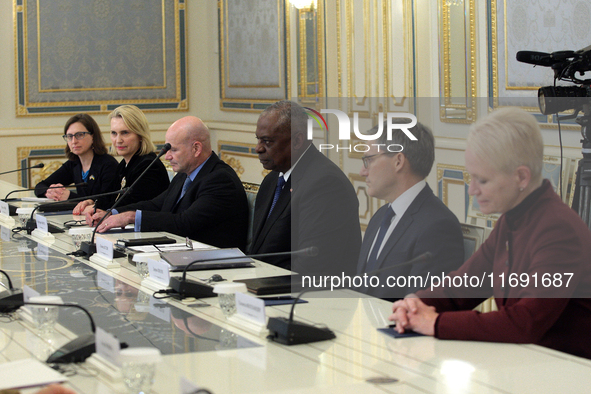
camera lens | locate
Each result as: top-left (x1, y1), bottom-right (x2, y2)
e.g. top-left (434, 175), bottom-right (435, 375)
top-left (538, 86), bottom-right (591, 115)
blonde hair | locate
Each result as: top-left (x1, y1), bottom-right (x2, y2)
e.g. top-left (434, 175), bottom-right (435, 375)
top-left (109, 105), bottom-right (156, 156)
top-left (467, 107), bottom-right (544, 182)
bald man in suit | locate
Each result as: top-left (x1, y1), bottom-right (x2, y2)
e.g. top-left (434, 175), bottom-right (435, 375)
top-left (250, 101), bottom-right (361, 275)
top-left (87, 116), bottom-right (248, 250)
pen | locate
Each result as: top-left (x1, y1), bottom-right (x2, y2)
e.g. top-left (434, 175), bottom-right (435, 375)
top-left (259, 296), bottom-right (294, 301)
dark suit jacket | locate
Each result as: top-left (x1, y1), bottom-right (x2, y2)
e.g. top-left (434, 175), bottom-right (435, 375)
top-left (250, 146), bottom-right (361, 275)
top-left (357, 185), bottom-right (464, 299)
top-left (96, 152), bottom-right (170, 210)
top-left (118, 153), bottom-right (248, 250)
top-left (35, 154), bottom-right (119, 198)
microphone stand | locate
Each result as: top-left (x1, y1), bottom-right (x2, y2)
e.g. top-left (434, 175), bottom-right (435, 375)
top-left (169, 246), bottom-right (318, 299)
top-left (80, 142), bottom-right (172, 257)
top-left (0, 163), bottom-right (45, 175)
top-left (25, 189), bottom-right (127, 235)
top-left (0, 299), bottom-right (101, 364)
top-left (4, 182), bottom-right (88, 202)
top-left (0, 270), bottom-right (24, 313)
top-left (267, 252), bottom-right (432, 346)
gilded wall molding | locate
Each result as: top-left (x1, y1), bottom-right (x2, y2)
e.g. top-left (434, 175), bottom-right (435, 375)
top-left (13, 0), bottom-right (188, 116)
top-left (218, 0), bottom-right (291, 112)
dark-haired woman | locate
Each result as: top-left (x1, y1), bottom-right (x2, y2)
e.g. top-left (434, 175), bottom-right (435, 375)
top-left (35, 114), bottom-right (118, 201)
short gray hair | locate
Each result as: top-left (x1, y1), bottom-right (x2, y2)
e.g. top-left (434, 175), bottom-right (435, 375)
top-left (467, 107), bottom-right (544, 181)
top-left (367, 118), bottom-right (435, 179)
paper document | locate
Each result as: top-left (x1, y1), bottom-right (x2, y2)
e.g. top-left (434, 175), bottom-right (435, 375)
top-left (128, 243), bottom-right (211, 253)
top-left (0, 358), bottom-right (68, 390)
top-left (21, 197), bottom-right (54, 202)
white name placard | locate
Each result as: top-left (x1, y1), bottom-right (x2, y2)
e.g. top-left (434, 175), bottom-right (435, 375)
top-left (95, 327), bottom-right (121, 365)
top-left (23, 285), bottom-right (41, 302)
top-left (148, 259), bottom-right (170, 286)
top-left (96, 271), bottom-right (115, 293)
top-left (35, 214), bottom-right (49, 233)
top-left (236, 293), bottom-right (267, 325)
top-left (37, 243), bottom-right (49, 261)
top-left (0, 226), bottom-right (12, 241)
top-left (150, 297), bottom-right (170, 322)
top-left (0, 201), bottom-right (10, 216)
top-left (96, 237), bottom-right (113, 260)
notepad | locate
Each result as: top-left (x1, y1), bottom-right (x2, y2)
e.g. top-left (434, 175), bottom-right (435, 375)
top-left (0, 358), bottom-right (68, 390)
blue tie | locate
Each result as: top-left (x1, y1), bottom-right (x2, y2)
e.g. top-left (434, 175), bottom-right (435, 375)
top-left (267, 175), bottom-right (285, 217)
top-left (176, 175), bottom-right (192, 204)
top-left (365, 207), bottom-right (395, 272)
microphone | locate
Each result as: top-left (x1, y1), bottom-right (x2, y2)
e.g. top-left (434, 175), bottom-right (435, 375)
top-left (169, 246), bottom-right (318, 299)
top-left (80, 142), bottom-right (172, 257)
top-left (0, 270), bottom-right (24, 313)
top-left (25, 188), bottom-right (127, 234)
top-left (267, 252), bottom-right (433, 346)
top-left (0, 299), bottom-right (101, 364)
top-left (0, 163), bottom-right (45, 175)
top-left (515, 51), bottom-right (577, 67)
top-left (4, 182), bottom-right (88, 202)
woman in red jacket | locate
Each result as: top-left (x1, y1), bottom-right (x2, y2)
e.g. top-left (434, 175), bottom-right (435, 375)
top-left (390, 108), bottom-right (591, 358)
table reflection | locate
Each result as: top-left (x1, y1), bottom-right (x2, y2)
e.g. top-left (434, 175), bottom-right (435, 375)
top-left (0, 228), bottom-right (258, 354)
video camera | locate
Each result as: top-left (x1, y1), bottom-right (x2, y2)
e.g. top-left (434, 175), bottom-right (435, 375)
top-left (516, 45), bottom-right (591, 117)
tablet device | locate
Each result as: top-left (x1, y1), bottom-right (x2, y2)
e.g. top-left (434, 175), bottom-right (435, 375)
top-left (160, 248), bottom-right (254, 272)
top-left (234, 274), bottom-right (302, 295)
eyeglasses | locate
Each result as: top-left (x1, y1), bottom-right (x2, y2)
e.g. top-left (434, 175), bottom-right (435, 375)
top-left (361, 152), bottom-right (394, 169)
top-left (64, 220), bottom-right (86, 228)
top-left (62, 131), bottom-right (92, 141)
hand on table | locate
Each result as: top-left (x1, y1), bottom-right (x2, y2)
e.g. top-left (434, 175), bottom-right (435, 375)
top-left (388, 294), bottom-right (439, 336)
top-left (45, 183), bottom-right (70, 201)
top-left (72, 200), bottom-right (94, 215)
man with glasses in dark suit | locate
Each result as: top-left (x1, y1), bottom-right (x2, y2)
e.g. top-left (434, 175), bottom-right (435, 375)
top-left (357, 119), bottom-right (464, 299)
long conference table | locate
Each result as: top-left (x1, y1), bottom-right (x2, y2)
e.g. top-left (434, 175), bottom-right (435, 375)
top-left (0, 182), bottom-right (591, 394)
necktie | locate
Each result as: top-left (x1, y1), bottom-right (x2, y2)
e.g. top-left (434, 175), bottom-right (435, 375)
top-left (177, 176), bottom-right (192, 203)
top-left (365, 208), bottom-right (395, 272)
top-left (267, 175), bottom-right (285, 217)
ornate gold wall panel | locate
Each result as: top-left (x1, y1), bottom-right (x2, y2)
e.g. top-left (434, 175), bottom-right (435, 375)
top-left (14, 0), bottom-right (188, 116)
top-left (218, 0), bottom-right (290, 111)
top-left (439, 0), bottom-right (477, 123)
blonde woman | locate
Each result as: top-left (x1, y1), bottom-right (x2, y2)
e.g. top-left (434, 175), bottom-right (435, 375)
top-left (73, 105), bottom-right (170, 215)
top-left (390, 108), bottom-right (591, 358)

## EXERCISE GOAL
Please rewrite every record above, changing "Each result as" to "Format each result as" wherever it appears and keeping everything else the same. Omit the pictures from your answer.

## TASK RESPONSE
camera lens | locate
Format each result as: top-left (x1, y1), bottom-right (x2, y2)
e.g. top-left (434, 175), bottom-right (435, 375)
top-left (538, 86), bottom-right (591, 115)
blonde hair | locate
Format each result as: top-left (x1, y1), bottom-right (x2, y2)
e.g. top-left (434, 175), bottom-right (435, 375)
top-left (109, 105), bottom-right (156, 156)
top-left (467, 107), bottom-right (544, 182)
bald man in suit | locate
Format each result as: top-left (x1, y1), bottom-right (x2, y2)
e.g. top-left (434, 175), bottom-right (435, 375)
top-left (250, 101), bottom-right (361, 275)
top-left (87, 116), bottom-right (248, 250)
pen | locate
Format each result as: top-left (x1, y1), bottom-right (x2, y2)
e.g. top-left (434, 175), bottom-right (435, 375)
top-left (259, 296), bottom-right (294, 301)
dark suit jacket | locate
Format each result as: top-left (x1, y1), bottom-right (x2, y2)
e.g. top-left (434, 175), bottom-right (435, 375)
top-left (250, 146), bottom-right (361, 275)
top-left (357, 185), bottom-right (464, 299)
top-left (96, 152), bottom-right (170, 210)
top-left (118, 153), bottom-right (248, 250)
top-left (35, 154), bottom-right (119, 198)
microphone stand | locate
Format each result as: top-left (x1, y1), bottom-right (x2, y2)
e.g. top-left (434, 175), bottom-right (435, 375)
top-left (169, 246), bottom-right (318, 299)
top-left (80, 142), bottom-right (172, 257)
top-left (0, 163), bottom-right (45, 175)
top-left (25, 189), bottom-right (127, 235)
top-left (0, 299), bottom-right (101, 364)
top-left (4, 182), bottom-right (88, 202)
top-left (0, 270), bottom-right (24, 313)
top-left (267, 252), bottom-right (432, 346)
gilded wall molding | locate
Format each result as: top-left (x1, y1), bottom-right (x2, y2)
e.g. top-left (434, 175), bottom-right (435, 375)
top-left (13, 0), bottom-right (188, 116)
top-left (218, 0), bottom-right (291, 112)
dark-haired woman | locate
Format each result as: top-left (x1, y1), bottom-right (x2, y2)
e.g. top-left (434, 175), bottom-right (435, 375)
top-left (35, 114), bottom-right (118, 201)
short gray hair | locate
Format each result as: top-left (x1, y1), bottom-right (x2, y2)
e.g. top-left (434, 175), bottom-right (435, 375)
top-left (467, 107), bottom-right (544, 181)
top-left (367, 118), bottom-right (435, 179)
paper document | locate
Format each result as: top-left (x1, y1), bottom-right (x2, y2)
e.g. top-left (434, 175), bottom-right (435, 375)
top-left (128, 243), bottom-right (211, 253)
top-left (0, 358), bottom-right (68, 390)
top-left (21, 197), bottom-right (54, 202)
white name placard | locate
Format each result as: top-left (x1, y1), bottom-right (x2, y2)
e.g. top-left (434, 175), bottom-right (435, 375)
top-left (95, 327), bottom-right (121, 365)
top-left (23, 285), bottom-right (41, 302)
top-left (148, 259), bottom-right (170, 286)
top-left (96, 271), bottom-right (115, 293)
top-left (35, 214), bottom-right (49, 233)
top-left (236, 293), bottom-right (267, 325)
top-left (37, 243), bottom-right (49, 261)
top-left (0, 226), bottom-right (12, 241)
top-left (150, 297), bottom-right (170, 322)
top-left (0, 201), bottom-right (10, 216)
top-left (96, 237), bottom-right (113, 260)
notepad | locate
Format each result as: top-left (x1, y1), bottom-right (x2, y2)
e.g. top-left (434, 175), bottom-right (435, 375)
top-left (0, 358), bottom-right (68, 390)
blue tie | locate
Format each result as: top-left (x1, y1), bottom-right (x2, y2)
e.g. top-left (434, 175), bottom-right (435, 375)
top-left (267, 175), bottom-right (285, 217)
top-left (176, 175), bottom-right (192, 204)
top-left (365, 207), bottom-right (395, 272)
microphone | locate
Format each result as: top-left (x1, y1), bottom-right (x2, y2)
e.g. top-left (434, 175), bottom-right (435, 375)
top-left (169, 246), bottom-right (318, 299)
top-left (80, 142), bottom-right (172, 257)
top-left (0, 270), bottom-right (24, 313)
top-left (25, 188), bottom-right (127, 234)
top-left (267, 252), bottom-right (433, 346)
top-left (0, 299), bottom-right (101, 364)
top-left (0, 163), bottom-right (45, 175)
top-left (515, 51), bottom-right (577, 67)
top-left (4, 182), bottom-right (88, 202)
woman in red jacket | locate
Format each result as: top-left (x1, y1), bottom-right (x2, y2)
e.g. top-left (434, 175), bottom-right (435, 375)
top-left (390, 108), bottom-right (591, 358)
table reflection | locate
Format each result as: top-left (x1, y1), bottom-right (x2, y2)
e.g. top-left (434, 175), bottom-right (435, 375)
top-left (0, 228), bottom-right (258, 354)
video camera | locate
Format each result as: top-left (x1, y1), bottom-right (x2, y2)
e.g. top-left (434, 175), bottom-right (435, 375)
top-left (516, 45), bottom-right (591, 117)
tablet device | locate
Format each result as: top-left (x1, y1), bottom-right (x2, y2)
e.g. top-left (434, 175), bottom-right (435, 375)
top-left (160, 248), bottom-right (254, 272)
top-left (234, 274), bottom-right (302, 295)
eyeglasses | locate
Format each result as: top-left (x1, y1), bottom-right (x2, y2)
e.g. top-left (434, 175), bottom-right (435, 375)
top-left (361, 152), bottom-right (394, 169)
top-left (64, 220), bottom-right (86, 228)
top-left (62, 131), bottom-right (92, 141)
hand on table | locate
Format each result as: top-left (x1, y1), bottom-right (x2, y2)
e.g. top-left (434, 175), bottom-right (435, 375)
top-left (388, 294), bottom-right (439, 336)
top-left (45, 183), bottom-right (70, 201)
top-left (72, 200), bottom-right (94, 215)
man with glasses in dark suit | locate
Format each result as: top-left (x1, y1), bottom-right (x2, y2)
e.g. top-left (434, 175), bottom-right (435, 375)
top-left (357, 119), bottom-right (464, 299)
long conference table | locate
Format each result as: top-left (x1, y1), bottom-right (x2, y2)
e.g. top-left (434, 175), bottom-right (435, 375)
top-left (0, 182), bottom-right (591, 394)
necktie | locate
Format each result as: top-left (x1, y1), bottom-right (x2, y2)
e.g. top-left (434, 175), bottom-right (435, 375)
top-left (177, 176), bottom-right (192, 203)
top-left (365, 208), bottom-right (395, 272)
top-left (267, 175), bottom-right (285, 217)
ornate gold wall panel | locate
Format each result as: top-left (x1, y1), bottom-right (x2, y2)
e.g. top-left (434, 175), bottom-right (435, 375)
top-left (14, 0), bottom-right (188, 116)
top-left (218, 0), bottom-right (290, 111)
top-left (439, 0), bottom-right (477, 123)
blonde woman | locate
Format each result as: top-left (x1, y1), bottom-right (x2, y2)
e.g. top-left (434, 175), bottom-right (435, 375)
top-left (73, 105), bottom-right (170, 215)
top-left (390, 108), bottom-right (591, 358)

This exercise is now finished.